- **GIVEN REQUEST**
Arrange the stretch of the listing below, from its first line through the line containing "point(1058, 478)", as a numbered list. Leave out any blank lines.

- **MATERIAL FOR THE TASK**
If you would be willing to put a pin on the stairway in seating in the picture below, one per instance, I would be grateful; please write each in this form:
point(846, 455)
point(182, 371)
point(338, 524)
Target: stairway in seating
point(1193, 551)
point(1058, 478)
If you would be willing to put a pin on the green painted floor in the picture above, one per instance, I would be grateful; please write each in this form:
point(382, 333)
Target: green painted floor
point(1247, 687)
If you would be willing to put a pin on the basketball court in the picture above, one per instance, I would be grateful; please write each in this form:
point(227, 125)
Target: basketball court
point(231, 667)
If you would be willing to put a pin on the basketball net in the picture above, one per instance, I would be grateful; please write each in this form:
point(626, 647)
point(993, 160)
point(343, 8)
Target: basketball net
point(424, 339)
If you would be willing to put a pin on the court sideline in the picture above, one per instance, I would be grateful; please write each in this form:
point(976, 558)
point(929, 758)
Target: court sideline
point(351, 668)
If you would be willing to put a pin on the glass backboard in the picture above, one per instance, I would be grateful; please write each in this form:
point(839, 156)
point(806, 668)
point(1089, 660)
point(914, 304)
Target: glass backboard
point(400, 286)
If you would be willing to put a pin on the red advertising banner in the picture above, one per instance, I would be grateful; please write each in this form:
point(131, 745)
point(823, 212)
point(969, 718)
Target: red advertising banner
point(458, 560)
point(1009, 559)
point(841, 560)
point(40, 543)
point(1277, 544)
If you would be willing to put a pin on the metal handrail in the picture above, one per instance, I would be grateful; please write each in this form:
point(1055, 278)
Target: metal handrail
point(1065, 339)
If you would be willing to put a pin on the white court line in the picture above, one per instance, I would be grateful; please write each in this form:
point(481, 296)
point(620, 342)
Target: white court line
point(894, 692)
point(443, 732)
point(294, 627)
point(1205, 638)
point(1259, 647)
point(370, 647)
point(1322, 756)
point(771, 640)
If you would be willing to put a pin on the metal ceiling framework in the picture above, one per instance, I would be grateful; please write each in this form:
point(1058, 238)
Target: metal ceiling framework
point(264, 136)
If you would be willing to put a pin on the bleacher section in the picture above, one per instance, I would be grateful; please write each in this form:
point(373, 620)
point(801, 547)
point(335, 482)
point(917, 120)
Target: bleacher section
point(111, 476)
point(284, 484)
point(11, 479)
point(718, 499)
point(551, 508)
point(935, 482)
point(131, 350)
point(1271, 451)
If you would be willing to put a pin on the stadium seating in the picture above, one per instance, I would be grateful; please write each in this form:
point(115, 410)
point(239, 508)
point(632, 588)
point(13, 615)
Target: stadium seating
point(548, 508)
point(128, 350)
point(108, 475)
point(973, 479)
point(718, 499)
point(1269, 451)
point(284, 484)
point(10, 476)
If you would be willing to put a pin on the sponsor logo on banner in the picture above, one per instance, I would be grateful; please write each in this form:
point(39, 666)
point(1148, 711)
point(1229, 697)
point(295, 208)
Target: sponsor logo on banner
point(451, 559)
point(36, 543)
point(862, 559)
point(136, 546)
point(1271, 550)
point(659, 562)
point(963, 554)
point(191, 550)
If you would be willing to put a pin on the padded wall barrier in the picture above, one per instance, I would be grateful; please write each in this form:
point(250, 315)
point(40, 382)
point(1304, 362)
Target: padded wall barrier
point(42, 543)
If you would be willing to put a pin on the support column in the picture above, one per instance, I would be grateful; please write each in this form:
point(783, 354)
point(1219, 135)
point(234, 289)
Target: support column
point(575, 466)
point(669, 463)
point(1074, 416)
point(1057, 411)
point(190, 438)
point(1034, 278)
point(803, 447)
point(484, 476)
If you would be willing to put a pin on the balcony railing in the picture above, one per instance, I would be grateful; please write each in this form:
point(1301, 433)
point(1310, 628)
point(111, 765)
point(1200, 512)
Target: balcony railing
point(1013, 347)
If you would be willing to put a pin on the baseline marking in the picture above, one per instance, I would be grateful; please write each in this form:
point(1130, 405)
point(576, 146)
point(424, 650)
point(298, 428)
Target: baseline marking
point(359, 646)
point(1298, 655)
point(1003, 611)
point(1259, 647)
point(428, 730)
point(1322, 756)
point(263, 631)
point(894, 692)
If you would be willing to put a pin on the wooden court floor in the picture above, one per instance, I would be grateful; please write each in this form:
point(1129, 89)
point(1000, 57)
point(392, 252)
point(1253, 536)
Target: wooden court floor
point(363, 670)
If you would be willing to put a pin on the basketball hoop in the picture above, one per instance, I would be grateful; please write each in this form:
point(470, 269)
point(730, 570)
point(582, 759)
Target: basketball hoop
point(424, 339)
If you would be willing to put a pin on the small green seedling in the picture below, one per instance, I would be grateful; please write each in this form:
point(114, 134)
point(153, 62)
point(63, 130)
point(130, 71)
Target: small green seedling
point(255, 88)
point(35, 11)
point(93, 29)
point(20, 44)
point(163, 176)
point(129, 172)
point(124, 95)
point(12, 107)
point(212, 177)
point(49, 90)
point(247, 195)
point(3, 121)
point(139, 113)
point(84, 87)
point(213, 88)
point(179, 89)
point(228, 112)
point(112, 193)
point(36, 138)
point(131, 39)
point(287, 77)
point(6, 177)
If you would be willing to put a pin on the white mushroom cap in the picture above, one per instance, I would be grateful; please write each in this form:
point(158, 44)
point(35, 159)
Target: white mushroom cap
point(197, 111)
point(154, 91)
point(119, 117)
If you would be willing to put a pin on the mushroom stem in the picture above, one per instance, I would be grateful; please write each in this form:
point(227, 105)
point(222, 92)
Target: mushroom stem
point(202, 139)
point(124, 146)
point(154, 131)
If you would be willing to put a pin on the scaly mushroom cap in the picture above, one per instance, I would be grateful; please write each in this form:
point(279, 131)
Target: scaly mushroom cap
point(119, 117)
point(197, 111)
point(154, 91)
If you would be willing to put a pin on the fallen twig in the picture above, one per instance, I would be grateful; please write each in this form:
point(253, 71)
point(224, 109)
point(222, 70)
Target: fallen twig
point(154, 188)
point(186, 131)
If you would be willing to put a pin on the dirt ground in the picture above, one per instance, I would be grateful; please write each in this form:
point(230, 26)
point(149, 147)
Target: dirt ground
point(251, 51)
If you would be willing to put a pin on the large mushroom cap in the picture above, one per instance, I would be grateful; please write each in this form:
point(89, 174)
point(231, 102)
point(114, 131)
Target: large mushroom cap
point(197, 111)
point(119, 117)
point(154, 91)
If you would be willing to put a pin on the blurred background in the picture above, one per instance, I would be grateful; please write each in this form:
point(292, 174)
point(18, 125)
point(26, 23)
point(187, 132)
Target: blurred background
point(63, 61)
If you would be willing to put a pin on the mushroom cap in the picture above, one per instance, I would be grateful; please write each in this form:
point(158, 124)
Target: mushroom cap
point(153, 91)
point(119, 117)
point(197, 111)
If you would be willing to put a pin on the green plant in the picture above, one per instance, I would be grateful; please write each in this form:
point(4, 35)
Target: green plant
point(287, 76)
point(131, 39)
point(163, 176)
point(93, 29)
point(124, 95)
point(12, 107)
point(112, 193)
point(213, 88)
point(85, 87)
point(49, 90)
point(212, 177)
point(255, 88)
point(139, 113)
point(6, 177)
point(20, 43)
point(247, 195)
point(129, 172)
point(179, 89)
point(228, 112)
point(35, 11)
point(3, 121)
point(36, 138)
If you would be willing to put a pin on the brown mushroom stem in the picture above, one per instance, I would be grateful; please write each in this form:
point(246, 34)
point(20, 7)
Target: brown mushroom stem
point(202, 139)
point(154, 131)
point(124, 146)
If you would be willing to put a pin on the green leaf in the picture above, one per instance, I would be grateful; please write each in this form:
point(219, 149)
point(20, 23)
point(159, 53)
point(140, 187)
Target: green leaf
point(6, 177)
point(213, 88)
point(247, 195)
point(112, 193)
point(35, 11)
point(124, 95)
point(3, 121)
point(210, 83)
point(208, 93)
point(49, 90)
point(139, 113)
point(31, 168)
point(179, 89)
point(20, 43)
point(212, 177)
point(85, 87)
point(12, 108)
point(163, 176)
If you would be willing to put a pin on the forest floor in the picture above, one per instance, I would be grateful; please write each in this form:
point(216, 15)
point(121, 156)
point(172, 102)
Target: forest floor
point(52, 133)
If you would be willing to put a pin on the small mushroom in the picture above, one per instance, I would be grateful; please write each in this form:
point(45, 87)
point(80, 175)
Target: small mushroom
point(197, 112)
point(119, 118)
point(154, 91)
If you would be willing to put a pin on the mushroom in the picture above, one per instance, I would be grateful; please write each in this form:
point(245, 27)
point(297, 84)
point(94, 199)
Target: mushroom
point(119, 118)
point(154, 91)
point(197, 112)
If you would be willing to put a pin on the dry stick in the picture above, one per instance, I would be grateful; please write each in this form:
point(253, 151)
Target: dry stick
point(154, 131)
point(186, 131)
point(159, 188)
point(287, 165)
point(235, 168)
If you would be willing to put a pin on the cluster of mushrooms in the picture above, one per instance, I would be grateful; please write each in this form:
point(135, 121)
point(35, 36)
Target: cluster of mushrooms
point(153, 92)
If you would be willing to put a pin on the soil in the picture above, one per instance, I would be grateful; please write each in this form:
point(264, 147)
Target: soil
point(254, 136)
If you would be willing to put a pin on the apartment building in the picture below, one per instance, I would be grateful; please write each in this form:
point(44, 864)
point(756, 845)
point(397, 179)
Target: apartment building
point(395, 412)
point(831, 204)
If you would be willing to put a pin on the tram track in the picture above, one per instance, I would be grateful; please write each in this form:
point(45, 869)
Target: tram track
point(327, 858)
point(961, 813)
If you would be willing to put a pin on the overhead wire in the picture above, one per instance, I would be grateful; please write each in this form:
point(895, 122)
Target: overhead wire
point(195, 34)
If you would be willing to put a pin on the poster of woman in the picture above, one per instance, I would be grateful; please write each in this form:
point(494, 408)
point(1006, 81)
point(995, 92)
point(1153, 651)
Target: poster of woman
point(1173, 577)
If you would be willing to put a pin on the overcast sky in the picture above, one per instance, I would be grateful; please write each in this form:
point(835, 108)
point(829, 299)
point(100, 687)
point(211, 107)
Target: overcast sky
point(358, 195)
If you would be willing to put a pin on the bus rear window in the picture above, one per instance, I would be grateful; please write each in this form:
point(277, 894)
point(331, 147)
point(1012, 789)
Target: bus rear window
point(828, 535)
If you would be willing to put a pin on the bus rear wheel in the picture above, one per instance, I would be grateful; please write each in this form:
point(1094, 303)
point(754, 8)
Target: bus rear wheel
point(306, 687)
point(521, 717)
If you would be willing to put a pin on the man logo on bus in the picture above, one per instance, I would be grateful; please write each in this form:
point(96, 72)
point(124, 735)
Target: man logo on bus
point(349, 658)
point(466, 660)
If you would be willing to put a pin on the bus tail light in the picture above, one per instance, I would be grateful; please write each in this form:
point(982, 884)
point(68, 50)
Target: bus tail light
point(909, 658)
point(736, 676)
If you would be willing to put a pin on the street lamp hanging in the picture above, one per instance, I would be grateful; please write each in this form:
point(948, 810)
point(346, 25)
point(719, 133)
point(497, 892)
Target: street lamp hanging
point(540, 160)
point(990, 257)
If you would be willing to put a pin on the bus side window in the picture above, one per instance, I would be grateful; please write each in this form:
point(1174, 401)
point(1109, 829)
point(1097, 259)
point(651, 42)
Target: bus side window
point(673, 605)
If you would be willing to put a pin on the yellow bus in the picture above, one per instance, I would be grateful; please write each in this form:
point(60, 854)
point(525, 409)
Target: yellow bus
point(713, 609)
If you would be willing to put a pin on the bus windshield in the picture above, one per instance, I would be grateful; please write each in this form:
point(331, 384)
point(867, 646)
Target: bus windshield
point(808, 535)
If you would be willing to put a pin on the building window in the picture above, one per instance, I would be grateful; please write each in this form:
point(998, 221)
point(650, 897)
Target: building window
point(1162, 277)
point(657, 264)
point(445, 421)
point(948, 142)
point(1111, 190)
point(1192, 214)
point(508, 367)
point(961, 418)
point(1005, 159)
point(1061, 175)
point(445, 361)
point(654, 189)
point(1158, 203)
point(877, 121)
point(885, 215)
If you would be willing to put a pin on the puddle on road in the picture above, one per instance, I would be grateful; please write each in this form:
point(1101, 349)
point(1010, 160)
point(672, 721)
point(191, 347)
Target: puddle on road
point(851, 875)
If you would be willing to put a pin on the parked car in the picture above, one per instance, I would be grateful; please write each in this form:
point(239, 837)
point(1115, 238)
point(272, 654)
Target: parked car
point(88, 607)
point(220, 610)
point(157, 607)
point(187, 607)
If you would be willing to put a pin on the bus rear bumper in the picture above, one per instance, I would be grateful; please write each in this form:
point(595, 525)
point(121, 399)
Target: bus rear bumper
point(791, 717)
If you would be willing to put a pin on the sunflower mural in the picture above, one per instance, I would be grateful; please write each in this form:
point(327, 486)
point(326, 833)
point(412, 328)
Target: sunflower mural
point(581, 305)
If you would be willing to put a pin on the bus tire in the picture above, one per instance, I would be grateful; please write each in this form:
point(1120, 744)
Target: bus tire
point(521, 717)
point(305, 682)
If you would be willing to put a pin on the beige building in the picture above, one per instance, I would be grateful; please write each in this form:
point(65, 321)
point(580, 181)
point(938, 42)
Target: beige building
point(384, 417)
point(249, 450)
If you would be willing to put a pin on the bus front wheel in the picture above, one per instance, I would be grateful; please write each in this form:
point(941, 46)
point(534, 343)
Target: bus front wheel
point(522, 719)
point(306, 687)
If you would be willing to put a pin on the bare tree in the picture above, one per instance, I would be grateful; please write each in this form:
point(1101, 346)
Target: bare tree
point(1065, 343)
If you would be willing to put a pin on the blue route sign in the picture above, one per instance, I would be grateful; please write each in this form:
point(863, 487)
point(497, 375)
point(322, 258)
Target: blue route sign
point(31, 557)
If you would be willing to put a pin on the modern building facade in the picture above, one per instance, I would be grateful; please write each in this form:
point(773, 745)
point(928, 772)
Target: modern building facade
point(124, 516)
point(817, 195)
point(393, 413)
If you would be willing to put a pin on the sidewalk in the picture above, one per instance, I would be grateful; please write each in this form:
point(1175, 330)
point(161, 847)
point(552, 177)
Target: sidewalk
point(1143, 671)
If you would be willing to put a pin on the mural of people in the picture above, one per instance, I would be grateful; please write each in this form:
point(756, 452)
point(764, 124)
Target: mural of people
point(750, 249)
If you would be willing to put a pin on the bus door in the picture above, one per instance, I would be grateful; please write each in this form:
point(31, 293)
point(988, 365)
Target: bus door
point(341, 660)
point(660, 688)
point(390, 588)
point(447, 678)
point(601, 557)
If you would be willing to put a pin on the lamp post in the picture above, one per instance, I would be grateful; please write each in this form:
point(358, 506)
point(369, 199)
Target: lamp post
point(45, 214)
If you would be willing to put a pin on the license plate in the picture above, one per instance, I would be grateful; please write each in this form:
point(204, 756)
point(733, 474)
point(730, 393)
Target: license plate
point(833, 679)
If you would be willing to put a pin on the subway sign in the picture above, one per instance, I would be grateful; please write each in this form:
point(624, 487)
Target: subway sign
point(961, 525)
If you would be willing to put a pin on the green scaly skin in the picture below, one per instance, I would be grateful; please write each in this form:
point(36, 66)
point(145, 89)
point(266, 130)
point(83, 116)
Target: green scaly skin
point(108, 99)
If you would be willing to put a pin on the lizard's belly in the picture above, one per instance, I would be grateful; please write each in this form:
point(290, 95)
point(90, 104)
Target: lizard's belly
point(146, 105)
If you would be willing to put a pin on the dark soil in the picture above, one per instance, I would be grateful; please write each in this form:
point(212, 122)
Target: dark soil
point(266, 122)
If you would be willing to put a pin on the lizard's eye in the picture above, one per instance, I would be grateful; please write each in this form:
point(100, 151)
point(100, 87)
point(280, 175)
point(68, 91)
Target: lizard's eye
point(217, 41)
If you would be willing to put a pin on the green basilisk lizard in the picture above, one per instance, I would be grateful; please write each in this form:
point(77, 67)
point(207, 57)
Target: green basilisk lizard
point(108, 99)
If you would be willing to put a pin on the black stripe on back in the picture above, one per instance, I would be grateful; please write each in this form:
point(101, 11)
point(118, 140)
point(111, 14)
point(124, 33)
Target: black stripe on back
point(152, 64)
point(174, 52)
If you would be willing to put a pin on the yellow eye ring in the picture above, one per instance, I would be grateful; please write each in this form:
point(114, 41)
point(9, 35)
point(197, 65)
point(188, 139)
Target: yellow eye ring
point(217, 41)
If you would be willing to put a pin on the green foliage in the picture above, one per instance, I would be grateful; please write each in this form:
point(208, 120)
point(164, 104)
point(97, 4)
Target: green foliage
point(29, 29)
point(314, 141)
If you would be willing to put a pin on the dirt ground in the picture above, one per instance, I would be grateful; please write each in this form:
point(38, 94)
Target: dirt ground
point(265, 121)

- **SOLUTION TO THIS EXERCISE**
1. If you would be willing to put a pin on the stairway in seating in the picture below, one per instance, I would be grateful; please write each in this form:
2. point(846, 455)
3. point(182, 371)
4. point(338, 524)
5. Target: stairway in seating
6. point(1193, 551)
7. point(1058, 478)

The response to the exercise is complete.